_Text block_:
──────────────────────────────

Apache Spark RDD reduceByKey transformation

In our previous posts we talked about mapPartitions / mapPartitionsWithIndex functions. In this post we will learn RDD’s reduceByKey transformation in Apache Spark.

As per Apache Spark documentation, reduceByKey(func) converts a dataset of (K, V) pairs, into a dataset of (K, V) pairs where the values for each key are aggregated using the given reduce function func, which must be of type (V,V) => V.

reduceByKey transformation Apache Spark
reduceByKey transformation Apache Spark

We have three variants of reduceBykey transformation

  • The first variant reduceByKey(function) will generate hash-partitioned output with existing partitioner.
  • The second variant reduceByKey(function, [numPartition]) will generate hash-partitioned output with number of partitions given by numPartition.
  • The third variant reduceByKey(partitioner, function) will generate output using Partitioner object referenced by partitioner.

Let’s take an example. We will write a word count program using reduceByKey transformation. In the first step, we will read a server log file as shown below.

// File Location
val file = "src/main/resources/server_log"

// Creating a SparkContext object.
val sparkContext = SparkSession.builder()
  .master("local[*]")
  .appName("Proedu.co examples")
  .getOrCreate()
  .sparkContext

// Reading Server Log file as RDD.
val serverLogRDD = sparkContext.textFile(file)

// Let's print some data.
serverLogRDD.collect.foreach(println)

// Output
ERROR	php	  
DONE	php	  
ERROR	RailsApp  
ERROR	php
DONE	php
...

As a result, we have RDD of String. Now we will split each line by tab “\t” delimiter.

// Split each line by TAB delimiter.
val flattenedRDD = serverLogRDD.flatMap(line => line.split("\t"))

// Let's print some data.
flattenedRDD.collect.foreach(println)

// Output
ERROR
php
DONE
php
ERROR
RailsApp

After flattening the RDD as shown in the above step, we will convert each word into a tuple, for instance.

// Convert each word into a tuple.
val tupleRDD = flattenedRDD.map(word => (word,1))

// Let's print some data.
tupleRDD.collect.foreach(println)

// Output
(ERROR,1)
(php,1)
(DONE,1)
(php,1)
(ERROR,1)
...

Finally we will reduce the tuple using reduceByKey function as shown below

// Reducing the tuple to calculate the word count.
val reducedRDD = tupleRDD.reduceByKey((x, y) => x + y)

// Let's print some data.
reducedRDD.collect.foreach(println)

// Output
(DONE,4)
(ERROR,9)
(php,7)
(RailsApp,3)
(mysql,3)

Complete example in Scala

The complete example is also present in out Github repository https://github.com/proedu-organisation/spark-scala-examples/blob/main/src/main/scala/rdd/transformations/ReduceByKeyExample.scala

import org.apache.spark.sql.SparkSession

object ReduceByKeyExample extends App {

  val file = "src/main/resources/server_log"

──────────────────────────────

_Dataset excerpt_:
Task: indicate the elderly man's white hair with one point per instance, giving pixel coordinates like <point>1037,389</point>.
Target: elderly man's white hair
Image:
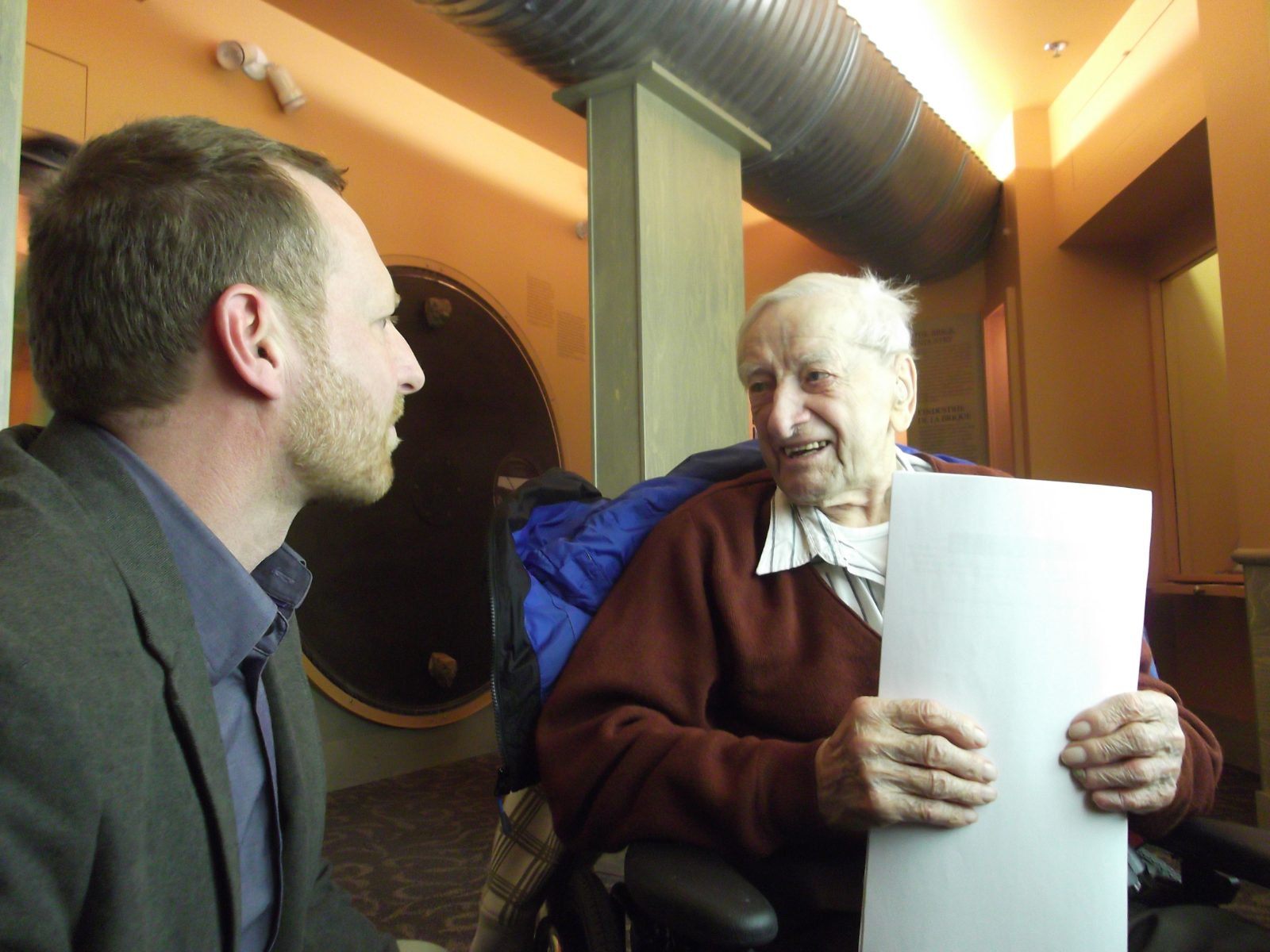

──────────────────────────────

_To do_:
1. In the Spark tutorial, what type must the reduce function passed to reduceByKey have?
2. Rewrite the Spark tutorial starting with "As per Apache" and going on through "with existing partitioner.", swapping in "combined" wherever "aggregated" appears.
3. Does the Spark tutorial agree with each statement? (a) The second form of reduceByKey lets you give a number of partitions. (b) The log lines are split on commas. (c) The final output gives ERROR a count of 9.
Answer using only the Spark tutorial.

_Solution set_:
1. It must be of type (V,V) => V.

2.
As per Apache Spark documentation, reduceByKey(func) converts a dataset of (K, V) pairs, into a dataset of (K, V) pairs where the values for each key are combined using the given reduce function func, which must be of type (V,V) => V.

reduceByKey transformation Apache Spark
reduceByKey transformation Apache Spark

We have three variants of reduceBykey transformation

  • The first variant reduceByKey(function) will generate hash-partitioned output with existing partitioner.

3.
(a) Yes: "The second variant reduceByKey(function, [numPartition]) will generate hash-partitioned output with number of partitions given by numPartition."
(b) No: "Now we will split each line by tab “\t” delimiter."
(c) Yes: "(ERROR,9)"